◆ **Work to be completed**
Write out the full set of records below exactly.
>> start
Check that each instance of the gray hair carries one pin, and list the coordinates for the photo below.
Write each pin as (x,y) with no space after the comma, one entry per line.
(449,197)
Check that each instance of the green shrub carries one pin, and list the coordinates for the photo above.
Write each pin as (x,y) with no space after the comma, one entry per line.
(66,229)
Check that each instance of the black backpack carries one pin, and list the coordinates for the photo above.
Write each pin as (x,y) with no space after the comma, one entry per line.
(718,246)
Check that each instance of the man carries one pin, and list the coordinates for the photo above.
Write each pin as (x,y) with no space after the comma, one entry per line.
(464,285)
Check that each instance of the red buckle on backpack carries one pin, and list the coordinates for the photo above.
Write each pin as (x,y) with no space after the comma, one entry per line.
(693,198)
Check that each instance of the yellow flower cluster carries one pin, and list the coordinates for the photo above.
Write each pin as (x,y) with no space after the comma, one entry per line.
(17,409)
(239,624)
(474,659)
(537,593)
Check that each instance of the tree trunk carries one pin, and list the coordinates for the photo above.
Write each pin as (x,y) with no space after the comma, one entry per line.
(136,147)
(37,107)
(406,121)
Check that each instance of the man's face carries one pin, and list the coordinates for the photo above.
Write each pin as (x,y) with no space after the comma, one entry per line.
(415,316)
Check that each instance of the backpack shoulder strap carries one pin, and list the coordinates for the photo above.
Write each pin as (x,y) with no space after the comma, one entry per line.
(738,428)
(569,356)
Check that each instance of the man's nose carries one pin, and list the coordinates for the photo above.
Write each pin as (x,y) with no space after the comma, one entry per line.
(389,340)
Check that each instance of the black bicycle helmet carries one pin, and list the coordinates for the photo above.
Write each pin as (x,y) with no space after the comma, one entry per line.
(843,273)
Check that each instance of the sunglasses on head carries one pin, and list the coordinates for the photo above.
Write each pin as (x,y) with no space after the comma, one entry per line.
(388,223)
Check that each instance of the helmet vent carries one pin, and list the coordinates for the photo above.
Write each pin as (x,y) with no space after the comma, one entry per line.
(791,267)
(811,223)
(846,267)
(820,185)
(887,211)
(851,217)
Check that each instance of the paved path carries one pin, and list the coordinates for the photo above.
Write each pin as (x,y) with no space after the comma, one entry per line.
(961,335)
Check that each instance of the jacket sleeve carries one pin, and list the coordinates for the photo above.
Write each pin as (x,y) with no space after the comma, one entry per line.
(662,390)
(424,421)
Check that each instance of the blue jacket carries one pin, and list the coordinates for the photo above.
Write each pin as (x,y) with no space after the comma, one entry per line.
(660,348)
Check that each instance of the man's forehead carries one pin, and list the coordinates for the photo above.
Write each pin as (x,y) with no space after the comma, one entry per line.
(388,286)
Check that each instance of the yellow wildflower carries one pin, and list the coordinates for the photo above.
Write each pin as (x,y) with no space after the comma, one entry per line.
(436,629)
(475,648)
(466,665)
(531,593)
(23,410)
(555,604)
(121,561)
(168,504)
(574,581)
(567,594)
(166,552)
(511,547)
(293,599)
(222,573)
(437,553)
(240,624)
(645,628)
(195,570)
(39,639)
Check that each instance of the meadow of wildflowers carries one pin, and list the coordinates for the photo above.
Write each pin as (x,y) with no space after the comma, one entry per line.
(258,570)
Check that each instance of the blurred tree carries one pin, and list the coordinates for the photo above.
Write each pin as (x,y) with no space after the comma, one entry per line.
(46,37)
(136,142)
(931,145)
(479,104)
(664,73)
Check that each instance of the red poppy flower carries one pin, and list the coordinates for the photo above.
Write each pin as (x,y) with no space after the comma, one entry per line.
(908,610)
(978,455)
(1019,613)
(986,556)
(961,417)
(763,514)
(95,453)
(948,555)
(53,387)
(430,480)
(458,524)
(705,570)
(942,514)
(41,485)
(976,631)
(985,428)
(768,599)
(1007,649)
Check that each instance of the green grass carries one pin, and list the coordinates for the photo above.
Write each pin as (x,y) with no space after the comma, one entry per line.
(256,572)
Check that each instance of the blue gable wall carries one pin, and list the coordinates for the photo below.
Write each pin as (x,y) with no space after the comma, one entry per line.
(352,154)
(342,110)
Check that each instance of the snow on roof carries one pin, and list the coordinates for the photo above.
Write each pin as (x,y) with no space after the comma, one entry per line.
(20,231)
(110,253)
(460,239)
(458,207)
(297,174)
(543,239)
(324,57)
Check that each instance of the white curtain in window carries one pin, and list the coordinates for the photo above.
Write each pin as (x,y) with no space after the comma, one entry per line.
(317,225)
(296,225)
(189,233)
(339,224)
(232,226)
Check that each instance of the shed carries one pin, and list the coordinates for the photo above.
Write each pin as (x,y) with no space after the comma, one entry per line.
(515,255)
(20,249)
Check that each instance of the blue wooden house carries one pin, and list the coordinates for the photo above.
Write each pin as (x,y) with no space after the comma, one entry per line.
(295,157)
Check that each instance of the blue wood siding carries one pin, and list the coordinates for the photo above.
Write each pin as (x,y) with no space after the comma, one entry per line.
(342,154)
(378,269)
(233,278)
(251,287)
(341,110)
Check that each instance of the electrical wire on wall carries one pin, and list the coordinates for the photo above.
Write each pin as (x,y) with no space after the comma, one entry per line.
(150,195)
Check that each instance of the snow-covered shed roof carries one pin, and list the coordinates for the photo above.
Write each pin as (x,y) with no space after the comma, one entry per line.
>> end
◆ **Task result**
Check that each instance of the gray hair carries one pin, and list the coordinates for the photo below.
Write each pin as (x,y) with no space after the comma, one entry per line.
(449,197)
Check that each instance of the green shrub carries one pin, and list the coordinates for the photo above.
Write each pin as (x,y) with no space after the comma, one entry per line.
(66,229)
Check that each instance of the black backpack carries one pin, and list the coordinates for the photo above.
Write each pin as (x,y) with no space after the comma, one entry per line.
(718,246)
Check that each instance of the man carries one pin, and list the coordinates for the photo above.
Write each pin as (x,y) with no space after the comma, one entry per line.
(464,285)
Check that each instance of the red buckle on backpack carries one pin, and list the coordinates for the photo above.
Write each pin as (x,y) with no space after the comma, one entry per line.
(693,198)
Check that each instance of the yellow flower cluster carries one pin, and list the coordinates for the photo above.
Write each pin as (x,y) with no space after the comma, one entry per line.
(17,409)
(239,624)
(474,659)
(537,593)
Check that each instance of the tree trunk carries one pin, and list the coordinates for the photo above.
Write each pin as (x,y) with no space after the comma, one entry per line.
(136,147)
(37,107)
(406,121)
Check that each instance of the man's face carries one pin, and list the coordinates for the photo above.
Write each pin as (x,y) with no space after the comma, one entry per line.
(415,316)
Check that each instance of the backpack shoulder strap carries one pin, and list the coordinates for the photo above.
Write each pin as (x,y) with no space after the comma, one entry per line.
(738,428)
(569,356)
Check that each instance of the man's nose carries one pin, and list the coordinates for the photo above.
Write each pin as (x,y) with no space after the comma, one entry per line.
(389,340)
Check that each instance of the black bicycle helmet carries one pin, and list the coordinates for the photo above.
Write each pin as (x,y) with no space after the comma, one entry per line.
(843,273)
Check that each instance of the sunglasses on head carries one pin, and list the coordinates for the photo above.
Write each pin as (x,y) with no space after the comma, one entry per line.
(388,223)
Check that each instance of the helmet vent carries one pin, and list the coordinates for the photo above.
Write each pin as (x,y) with no space after the comma, one entry per line.
(791,267)
(811,223)
(846,267)
(820,185)
(887,211)
(851,217)
Check that each instance of the paved path carries one pin, and list the coordinates for the photo above.
Write each pin as (x,y) with no space after the comma, one entry per line.
(961,335)
Check that each instance of the jacket sleeve carries one pin, and list the coordinates for the photo above.
Write each pin as (x,y) with no space after the comma, one entry per line.
(662,390)
(424,421)
Check that each instance of the blue jacket carries one pin, and list the coordinates for the photo above.
Write each pin as (x,y) with no space after the comma, one entry per line.
(660,348)
Check that each instance of the man's forehead carries one pin, and list the coordinates for the photo above.
Write each pin as (x,y) with no space after the comma, one entry per line.
(388,286)
Check that each instance of the yellow wildflower carries one pin, and list the coordinates for the photo above.
Write each pin as (x,y) with no space after the comma, one entry per line.
(436,629)
(475,648)
(466,665)
(531,593)
(23,410)
(555,604)
(121,561)
(168,504)
(574,581)
(567,594)
(166,552)
(511,547)
(293,599)
(222,573)
(437,553)
(240,624)
(645,628)
(195,570)
(39,639)
Check that each instance of the meadow of wildflowers carries one pin, and list the coordinates for the photo above.
Write each pin as (x,y) with no space after the comma, one entry per line.
(258,570)
Check that each instance of the blurred tree carries one pin, and list the coordinates for the photo above.
Write each pin as (x,y) with no space after the comma, one entry per line.
(46,37)
(136,142)
(931,145)
(479,104)
(664,73)
Check that each instance of the red poppy flower carries one pin, and list the coordinates for the photo above.
Write each pin as (x,y) with no space after the comma, one entry per line.
(908,610)
(978,455)
(1019,613)
(986,556)
(961,417)
(763,514)
(95,453)
(948,555)
(53,387)
(430,480)
(458,524)
(705,570)
(942,514)
(41,485)
(976,631)
(985,428)
(768,599)
(1007,649)
Check that each instance of the green grass carries one pin, and list the coordinates for the photo above.
Write each pin as (x,y) with no space after the comma, one entry per line.
(256,572)
Check that each instance of the blue gable wall carries one pin, and list the coordinates for the photo below.
Write each pin as (x,y) with no space after the comma, one entry per line.
(352,154)
(342,110)
Check that each instance of the snow on roof carries one pin, and list the coordinates for the photo above.
Write each pin as (x,y) with no space after the comma, one entry per line.
(20,231)
(110,253)
(460,239)
(458,207)
(297,174)
(543,239)
(324,57)
Check that each instance of the white curtain in window carries one pin, and list the coordinates for the photo above.
Write each pin as (x,y) with no space after the comma, one entry per line.
(317,225)
(296,225)
(189,233)
(339,224)
(232,226)
Check that each instance of the shed carries one pin, and list the coordinates for the photo above.
Write each pin as (x,y) with no space after the comma, one entry per line.
(515,255)
(20,249)
Check that each instance of the blue wooden house carries one pin, and list the coordinates for the photo above.
Write each pin as (x,y) with no space after the comma, one entry per line.
(295,157)
Check that each instance of the blue wood siding carries one pin, and list the coordinates for the photo above.
Write each pin as (x,y) with no space after the comma, one entry per line.
(342,154)
(378,269)
(233,278)
(251,287)
(341,110)
Check that each instance of the electrical wire on wall carries one pin, and list the coordinates for the photo above.
Write each pin as (x,y) with no space after the comma, one entry per line.
(150,195)
Check that each instance of the snow-covered shed roof carries one pin, and list the coordinates for the photo above.
Write each pin as (x,y) with no space after the comma, one entry per line.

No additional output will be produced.